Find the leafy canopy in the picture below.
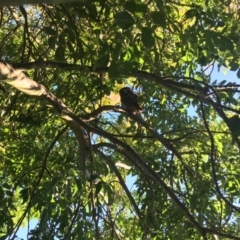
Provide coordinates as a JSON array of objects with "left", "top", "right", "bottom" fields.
[{"left": 0, "top": 0, "right": 240, "bottom": 240}]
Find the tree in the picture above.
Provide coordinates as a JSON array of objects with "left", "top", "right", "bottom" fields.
[{"left": 0, "top": 0, "right": 240, "bottom": 240}]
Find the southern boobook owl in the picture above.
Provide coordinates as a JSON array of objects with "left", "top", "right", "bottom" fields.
[{"left": 119, "top": 87, "right": 142, "bottom": 113}]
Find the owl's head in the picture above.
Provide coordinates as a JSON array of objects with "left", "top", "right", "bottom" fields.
[{"left": 119, "top": 87, "right": 132, "bottom": 96}]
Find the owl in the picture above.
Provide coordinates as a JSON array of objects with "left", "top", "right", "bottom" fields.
[{"left": 119, "top": 87, "right": 142, "bottom": 114}]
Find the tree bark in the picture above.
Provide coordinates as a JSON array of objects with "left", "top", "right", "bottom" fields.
[{"left": 0, "top": 0, "right": 84, "bottom": 7}]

__GIVEN TASK__
Render the data as a Markdown table with the columns Row and Line, from the line containing "Find the owl's head in the picture above." through the end of the data. Give one non-blank line per row with its row number, and leave out any blank lines.

__TASK SOLUTION__
| Row | Line |
|---|---|
| 1 | Find the owl's head in the picture above. |
| 2 | Provide coordinates as a JSON array of objects with "left", "top", "right", "bottom" fields. |
| 3 | [{"left": 119, "top": 87, "right": 132, "bottom": 96}] |
| 4 | Find the owl in the picture above. |
| 5 | Provide coordinates as a JSON array of objects with "left", "top", "right", "bottom" fields. |
| 6 | [{"left": 119, "top": 87, "right": 142, "bottom": 114}] |
| 7 | Find the tree bark in the picture above. |
| 8 | Provide coordinates as a JSON array of objects with "left", "top", "right", "bottom" fields. |
| 9 | [{"left": 0, "top": 0, "right": 84, "bottom": 7}] |